§ Things to do:
1: In the article on the New Ipswich tent collapse, at about what time did the thunderstorm sweep through New Ipswich?
2: List every person named in the article on the New Ipswich tent collapse.
3: State whether each statement agrees with the article on the New Ipswich tent collapse, and quote the words that decide it: (a) The revival event ran for ten days. (b) Six people were hospitalized after the collapse. (c) It was clear exactly how Rautiola was injured.

§ Reading text:
Start of Block

A New Ipswich man was seriously injured in a tent collapse at The Last Reformation’s evangelical revival event in New Ipswich Sunday which injured at least six people and hospitalized four.
Marcus Rautiola of New Ipswich was one of several locals who helped organize the traveling evangelical event, which took place on Locke Road from Aug. 14-23. Rautiola and a handful of others were working to clean up after the event Sunday afternoon when a severe thunderstorm swept through New Ipswich around 3 p.m. Sunday, the pitch-black sky pierced by lightning strikes and accompanied by howling winds.
“[The storm] was horrendous,” New Ipswich Deputy Fire Chief Gary Somero said Sunday evening. “It was just unbelievable.”
The storm swept over the Locke Road property which hosted the ten-day Last Reformation evangelical revival event and collapsed one of the large tents under which the program’s events took place. TLR’s evangelical leader Torben Sondergaard posted a video from the scene Sunday evening describing the storm and tent collapse.
“I’ve never seen any wind like this,” Sondergaard said. “A wind just came and took everyone up.”
Rautiola was seriously injured in the tent collapse, most likely struck by a falling pole, said family friend and Christian Outreach pastor Bob Hakala Monday morning, though in the confusion it was unclear exactly what happened.

End of Block

§ Extracted information:
Start of Block

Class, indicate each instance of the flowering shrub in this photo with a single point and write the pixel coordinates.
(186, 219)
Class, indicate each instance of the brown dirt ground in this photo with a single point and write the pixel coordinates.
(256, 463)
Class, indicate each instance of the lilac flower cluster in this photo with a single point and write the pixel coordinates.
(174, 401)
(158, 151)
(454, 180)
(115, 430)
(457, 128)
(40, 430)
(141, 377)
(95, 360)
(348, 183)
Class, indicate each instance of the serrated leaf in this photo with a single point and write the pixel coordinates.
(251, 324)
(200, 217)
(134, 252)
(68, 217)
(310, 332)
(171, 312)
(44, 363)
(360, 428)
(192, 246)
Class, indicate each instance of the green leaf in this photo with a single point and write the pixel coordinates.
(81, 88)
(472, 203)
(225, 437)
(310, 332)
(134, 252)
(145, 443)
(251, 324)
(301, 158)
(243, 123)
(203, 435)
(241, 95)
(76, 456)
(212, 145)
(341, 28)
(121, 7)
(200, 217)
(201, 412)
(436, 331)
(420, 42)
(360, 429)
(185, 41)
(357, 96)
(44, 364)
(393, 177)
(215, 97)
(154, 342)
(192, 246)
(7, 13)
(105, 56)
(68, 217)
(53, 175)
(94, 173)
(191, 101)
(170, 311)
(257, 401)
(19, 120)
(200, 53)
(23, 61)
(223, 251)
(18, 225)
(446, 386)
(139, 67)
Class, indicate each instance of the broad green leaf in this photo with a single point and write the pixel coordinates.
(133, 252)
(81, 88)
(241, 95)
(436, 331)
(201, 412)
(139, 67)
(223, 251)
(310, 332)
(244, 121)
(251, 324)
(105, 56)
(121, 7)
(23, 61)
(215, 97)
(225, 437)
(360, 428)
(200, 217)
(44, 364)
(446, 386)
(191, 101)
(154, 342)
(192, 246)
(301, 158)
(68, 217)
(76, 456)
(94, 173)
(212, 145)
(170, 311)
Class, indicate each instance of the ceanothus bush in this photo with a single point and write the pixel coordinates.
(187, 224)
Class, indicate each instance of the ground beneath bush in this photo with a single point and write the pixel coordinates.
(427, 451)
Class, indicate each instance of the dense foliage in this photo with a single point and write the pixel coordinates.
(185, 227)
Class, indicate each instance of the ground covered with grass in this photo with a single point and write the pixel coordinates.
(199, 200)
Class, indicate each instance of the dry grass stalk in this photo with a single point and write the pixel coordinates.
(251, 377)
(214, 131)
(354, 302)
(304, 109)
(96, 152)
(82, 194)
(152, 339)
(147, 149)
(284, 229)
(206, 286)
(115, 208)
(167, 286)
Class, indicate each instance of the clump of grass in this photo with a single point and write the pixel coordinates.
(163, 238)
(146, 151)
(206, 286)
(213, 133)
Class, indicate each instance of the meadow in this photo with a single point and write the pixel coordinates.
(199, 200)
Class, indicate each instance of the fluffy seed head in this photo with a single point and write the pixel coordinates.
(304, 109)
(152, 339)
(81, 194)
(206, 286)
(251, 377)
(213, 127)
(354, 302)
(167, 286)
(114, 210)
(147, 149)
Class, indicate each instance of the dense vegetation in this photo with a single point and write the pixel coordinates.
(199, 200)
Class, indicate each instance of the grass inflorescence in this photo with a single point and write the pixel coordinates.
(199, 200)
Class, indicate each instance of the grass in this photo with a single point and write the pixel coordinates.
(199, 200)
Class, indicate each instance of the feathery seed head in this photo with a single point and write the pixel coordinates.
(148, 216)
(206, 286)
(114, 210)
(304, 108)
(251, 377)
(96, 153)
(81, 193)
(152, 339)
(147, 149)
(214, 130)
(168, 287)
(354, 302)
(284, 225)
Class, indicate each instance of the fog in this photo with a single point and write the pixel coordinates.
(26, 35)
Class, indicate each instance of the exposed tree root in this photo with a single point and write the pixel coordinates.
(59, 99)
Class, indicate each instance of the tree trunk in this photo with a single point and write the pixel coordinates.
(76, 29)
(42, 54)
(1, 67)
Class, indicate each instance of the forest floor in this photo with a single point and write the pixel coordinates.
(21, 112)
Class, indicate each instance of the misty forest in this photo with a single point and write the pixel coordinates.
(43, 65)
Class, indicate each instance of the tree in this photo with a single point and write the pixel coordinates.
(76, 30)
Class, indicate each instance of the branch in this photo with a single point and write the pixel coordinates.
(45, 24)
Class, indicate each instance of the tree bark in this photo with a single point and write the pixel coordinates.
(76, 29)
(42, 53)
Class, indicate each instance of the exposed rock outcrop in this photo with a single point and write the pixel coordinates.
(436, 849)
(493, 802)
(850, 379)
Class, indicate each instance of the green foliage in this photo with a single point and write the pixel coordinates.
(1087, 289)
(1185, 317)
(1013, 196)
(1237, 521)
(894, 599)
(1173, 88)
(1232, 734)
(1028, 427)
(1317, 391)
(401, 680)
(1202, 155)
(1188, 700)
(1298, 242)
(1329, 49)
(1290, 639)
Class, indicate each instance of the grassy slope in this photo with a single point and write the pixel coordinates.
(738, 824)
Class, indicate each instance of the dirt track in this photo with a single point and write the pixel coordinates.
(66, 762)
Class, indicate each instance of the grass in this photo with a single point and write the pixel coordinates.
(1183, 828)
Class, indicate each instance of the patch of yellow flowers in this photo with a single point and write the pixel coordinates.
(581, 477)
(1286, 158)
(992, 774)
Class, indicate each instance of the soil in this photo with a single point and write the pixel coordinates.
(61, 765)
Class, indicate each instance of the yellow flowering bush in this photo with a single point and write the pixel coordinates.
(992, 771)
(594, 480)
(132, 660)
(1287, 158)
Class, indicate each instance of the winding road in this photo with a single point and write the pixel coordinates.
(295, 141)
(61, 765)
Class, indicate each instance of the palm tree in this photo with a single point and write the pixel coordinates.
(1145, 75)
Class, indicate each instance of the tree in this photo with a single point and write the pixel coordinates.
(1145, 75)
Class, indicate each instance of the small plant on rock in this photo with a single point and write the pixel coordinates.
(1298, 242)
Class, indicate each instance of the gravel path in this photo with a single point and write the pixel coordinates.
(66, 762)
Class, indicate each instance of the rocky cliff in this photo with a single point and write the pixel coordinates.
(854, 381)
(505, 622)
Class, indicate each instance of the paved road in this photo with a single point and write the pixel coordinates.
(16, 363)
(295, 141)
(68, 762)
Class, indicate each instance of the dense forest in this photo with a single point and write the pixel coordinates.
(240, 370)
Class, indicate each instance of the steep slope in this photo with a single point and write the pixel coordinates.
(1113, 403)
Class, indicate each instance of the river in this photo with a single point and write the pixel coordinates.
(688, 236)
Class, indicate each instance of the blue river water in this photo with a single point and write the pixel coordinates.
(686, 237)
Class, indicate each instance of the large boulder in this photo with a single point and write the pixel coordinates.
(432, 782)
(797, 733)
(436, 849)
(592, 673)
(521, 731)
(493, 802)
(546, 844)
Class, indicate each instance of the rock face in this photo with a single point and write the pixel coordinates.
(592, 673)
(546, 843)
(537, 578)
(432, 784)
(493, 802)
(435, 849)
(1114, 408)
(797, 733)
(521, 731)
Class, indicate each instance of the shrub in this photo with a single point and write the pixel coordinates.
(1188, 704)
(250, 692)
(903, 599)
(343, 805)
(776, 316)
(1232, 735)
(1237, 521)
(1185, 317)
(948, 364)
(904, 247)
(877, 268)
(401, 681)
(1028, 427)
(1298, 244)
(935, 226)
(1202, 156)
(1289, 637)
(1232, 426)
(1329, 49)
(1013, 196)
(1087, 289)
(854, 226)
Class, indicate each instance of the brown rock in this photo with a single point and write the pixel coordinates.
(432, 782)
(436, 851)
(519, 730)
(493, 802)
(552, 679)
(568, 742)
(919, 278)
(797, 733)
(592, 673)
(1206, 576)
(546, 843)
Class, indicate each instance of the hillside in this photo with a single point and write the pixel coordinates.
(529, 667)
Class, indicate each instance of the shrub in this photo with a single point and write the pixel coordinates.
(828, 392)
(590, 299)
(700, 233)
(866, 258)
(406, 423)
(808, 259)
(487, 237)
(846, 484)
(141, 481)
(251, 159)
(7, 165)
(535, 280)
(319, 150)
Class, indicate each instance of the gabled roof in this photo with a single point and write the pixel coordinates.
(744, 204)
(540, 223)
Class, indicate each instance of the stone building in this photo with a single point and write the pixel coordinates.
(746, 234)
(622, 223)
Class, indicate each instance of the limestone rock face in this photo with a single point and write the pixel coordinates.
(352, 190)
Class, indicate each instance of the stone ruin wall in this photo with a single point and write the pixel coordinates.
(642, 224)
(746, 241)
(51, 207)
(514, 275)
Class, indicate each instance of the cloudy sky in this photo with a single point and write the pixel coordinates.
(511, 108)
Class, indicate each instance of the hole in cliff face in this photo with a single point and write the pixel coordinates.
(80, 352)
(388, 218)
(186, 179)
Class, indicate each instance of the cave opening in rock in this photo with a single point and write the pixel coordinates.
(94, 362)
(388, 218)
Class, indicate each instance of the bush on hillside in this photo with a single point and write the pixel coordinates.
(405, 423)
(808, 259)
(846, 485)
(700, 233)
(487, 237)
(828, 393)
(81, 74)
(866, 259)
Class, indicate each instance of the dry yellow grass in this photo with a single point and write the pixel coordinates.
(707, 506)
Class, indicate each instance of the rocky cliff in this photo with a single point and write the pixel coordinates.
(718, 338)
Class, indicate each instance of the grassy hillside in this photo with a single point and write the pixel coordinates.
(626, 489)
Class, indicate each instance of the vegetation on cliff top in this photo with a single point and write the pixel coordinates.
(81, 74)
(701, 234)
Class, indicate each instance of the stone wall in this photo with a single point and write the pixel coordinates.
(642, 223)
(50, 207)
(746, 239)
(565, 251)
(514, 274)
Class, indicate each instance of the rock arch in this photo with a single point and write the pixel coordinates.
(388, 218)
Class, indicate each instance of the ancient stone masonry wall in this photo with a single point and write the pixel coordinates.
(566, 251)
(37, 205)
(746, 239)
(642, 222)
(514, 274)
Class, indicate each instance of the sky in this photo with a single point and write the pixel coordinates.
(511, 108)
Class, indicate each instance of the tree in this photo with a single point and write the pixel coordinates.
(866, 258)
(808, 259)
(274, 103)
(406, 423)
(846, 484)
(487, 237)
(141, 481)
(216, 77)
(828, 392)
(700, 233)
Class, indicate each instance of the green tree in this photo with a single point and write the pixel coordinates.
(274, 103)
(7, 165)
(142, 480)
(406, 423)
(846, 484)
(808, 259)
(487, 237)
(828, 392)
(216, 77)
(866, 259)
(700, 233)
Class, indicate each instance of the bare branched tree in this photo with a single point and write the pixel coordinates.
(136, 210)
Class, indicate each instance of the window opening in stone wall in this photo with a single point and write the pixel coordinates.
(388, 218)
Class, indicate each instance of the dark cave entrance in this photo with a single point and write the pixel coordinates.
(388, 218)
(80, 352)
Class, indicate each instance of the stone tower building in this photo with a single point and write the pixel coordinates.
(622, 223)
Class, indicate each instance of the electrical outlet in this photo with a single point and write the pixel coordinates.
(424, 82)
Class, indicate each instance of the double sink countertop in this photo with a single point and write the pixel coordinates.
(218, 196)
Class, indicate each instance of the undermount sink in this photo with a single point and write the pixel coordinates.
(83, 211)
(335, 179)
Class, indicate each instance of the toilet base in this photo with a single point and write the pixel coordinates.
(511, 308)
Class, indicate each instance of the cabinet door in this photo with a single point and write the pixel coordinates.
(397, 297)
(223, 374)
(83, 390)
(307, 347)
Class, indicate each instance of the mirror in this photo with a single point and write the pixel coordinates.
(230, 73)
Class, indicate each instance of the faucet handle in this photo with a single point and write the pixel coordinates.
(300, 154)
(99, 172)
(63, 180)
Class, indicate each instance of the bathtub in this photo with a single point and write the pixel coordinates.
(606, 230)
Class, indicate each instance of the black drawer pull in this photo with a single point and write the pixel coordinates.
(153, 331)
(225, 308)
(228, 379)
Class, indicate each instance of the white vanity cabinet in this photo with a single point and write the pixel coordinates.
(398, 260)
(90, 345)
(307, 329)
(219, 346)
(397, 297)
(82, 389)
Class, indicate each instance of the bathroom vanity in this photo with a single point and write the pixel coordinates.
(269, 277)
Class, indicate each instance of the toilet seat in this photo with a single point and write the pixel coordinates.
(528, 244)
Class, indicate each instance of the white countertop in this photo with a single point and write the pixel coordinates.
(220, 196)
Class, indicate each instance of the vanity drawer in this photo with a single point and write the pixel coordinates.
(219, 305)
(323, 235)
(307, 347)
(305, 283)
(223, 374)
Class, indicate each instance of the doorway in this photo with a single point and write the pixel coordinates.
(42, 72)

End of Block

§ Solutions to the tasks:
1: Around 3 p.m. on Sunday.

2: Marcus Rautiola, Gary Somero, Torben Sondergaard, Bob Hakala

3:
(a) Yes: "the ten-day Last Reformation evangelical revival event"
(b) No: "injured at least six people and hospitalized four"
(c) No: "in the confusion it was unclear exactly what happened"